WHAT YOU SHOULD DO:
Search the listing for "with" and copy every line where it appears.

AVAILABLE RECORDS:
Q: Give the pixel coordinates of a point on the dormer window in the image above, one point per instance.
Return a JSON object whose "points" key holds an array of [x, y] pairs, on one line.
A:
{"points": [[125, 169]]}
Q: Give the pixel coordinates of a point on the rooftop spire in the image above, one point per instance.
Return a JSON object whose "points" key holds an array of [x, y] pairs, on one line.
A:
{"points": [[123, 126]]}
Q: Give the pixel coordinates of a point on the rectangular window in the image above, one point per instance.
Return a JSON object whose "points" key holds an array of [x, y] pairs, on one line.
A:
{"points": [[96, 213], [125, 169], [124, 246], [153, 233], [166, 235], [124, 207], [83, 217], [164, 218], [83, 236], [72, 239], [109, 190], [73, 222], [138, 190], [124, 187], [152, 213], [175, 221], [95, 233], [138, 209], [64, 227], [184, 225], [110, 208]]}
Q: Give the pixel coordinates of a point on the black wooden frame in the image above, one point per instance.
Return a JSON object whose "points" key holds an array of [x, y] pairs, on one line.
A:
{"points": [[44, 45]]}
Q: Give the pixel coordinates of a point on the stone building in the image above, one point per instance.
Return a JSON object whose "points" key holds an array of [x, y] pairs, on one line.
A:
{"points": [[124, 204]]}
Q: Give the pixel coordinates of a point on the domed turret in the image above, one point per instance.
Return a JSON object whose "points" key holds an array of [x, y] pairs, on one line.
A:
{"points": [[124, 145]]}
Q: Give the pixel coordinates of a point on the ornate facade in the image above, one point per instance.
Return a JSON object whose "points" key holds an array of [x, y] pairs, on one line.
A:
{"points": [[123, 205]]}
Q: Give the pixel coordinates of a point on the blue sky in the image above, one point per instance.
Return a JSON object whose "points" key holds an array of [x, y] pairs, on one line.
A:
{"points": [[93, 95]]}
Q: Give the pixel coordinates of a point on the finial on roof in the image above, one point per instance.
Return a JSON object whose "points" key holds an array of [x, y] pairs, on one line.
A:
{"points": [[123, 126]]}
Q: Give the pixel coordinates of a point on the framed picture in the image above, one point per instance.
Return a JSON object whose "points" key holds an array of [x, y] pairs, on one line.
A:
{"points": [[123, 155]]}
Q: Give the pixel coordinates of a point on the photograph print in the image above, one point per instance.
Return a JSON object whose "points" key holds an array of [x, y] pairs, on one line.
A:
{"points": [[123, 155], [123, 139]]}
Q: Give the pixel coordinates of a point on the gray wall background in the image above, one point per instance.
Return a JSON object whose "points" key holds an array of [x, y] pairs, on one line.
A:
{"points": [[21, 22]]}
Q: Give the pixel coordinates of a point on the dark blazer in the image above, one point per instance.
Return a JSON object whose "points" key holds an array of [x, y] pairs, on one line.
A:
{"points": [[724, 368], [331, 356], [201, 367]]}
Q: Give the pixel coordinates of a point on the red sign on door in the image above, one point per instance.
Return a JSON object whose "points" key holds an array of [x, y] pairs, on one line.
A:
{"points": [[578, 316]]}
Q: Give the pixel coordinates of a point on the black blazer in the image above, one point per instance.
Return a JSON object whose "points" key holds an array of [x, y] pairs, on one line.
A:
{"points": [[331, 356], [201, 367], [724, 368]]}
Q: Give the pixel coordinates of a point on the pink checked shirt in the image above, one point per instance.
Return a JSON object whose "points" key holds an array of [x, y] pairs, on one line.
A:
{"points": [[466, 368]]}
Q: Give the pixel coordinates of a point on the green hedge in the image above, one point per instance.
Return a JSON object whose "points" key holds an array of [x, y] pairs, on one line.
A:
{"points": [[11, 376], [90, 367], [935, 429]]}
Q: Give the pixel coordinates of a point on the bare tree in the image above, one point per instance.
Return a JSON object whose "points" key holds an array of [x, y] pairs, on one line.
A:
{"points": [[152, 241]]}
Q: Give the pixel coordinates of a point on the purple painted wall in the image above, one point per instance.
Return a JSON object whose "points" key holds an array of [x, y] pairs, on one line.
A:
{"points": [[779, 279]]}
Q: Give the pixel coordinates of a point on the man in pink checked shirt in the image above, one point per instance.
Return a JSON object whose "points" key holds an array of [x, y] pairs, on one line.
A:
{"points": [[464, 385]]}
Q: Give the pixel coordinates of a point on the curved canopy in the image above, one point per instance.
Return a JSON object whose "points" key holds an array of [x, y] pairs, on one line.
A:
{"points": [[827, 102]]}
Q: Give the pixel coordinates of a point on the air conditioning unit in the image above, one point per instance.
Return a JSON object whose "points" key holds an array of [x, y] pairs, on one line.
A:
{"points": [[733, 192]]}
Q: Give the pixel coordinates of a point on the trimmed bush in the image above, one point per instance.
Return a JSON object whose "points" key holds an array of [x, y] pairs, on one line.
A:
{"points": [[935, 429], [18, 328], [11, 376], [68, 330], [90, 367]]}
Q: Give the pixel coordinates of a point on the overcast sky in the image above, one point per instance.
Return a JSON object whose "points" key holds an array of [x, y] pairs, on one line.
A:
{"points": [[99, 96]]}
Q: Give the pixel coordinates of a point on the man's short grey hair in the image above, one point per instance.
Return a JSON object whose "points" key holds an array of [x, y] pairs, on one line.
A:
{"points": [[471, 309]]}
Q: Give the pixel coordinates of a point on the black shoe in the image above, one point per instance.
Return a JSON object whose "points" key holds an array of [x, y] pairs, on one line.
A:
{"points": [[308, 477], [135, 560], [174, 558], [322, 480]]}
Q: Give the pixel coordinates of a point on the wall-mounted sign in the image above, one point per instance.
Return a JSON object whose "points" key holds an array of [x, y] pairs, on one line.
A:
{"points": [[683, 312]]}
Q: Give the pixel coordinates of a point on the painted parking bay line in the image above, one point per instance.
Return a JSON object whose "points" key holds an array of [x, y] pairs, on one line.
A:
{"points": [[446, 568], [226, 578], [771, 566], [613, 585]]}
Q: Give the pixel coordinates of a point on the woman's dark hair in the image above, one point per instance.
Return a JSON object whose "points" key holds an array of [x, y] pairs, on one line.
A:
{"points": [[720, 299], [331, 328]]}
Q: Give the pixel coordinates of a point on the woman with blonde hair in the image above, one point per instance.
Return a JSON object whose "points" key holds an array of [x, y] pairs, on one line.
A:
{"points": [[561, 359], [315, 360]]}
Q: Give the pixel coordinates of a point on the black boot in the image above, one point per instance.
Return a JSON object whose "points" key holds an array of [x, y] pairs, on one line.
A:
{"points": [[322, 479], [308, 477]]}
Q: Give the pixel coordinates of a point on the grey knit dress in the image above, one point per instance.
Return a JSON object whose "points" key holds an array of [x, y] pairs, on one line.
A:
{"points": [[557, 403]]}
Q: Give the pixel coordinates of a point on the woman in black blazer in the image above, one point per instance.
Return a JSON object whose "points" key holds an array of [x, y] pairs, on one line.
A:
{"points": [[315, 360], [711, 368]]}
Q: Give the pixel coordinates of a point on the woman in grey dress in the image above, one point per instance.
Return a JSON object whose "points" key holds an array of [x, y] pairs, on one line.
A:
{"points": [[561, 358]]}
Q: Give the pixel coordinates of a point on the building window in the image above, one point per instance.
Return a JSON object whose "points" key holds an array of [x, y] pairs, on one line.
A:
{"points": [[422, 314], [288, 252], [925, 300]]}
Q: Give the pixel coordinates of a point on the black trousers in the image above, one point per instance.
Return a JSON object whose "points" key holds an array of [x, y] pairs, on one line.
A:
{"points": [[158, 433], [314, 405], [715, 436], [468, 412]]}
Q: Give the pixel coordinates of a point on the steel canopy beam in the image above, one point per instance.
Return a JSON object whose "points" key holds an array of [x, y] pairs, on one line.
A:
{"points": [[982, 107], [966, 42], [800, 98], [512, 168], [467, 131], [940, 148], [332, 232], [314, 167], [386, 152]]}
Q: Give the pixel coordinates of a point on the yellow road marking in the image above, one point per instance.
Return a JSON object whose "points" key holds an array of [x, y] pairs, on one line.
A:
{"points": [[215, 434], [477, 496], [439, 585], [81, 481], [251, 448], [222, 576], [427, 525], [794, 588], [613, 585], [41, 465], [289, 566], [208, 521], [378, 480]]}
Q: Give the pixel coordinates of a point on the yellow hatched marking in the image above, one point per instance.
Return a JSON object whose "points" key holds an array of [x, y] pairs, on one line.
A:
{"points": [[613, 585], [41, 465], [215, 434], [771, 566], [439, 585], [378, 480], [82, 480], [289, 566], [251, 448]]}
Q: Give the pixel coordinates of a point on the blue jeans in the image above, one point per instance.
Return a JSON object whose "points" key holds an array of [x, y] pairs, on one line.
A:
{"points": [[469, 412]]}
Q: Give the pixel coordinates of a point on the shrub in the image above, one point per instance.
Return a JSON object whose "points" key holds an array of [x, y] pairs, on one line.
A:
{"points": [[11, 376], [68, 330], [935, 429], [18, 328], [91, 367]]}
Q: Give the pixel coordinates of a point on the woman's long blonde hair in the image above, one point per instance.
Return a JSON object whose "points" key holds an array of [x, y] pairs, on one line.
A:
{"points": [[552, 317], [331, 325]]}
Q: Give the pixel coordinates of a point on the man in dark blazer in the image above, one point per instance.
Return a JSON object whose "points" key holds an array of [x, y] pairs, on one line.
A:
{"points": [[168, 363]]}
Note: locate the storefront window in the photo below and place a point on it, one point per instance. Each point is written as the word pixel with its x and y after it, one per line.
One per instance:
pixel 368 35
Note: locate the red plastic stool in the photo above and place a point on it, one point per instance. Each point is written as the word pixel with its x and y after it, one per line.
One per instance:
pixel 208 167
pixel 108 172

RESULT FOR THIS EXERCISE:
Q: Give the pixel coordinates of a point on the woman with blonde hair in the image above, one point per instance.
Note: locate the storefront window in the photo below and place a point on it, one point per instance. Each point is written as the word pixel with its x and y after it, one per line.
Note: locate the red plastic stool in the photo above and place a point on it, one point per instance. Each point is written as the word pixel with its x and y after it, one per line.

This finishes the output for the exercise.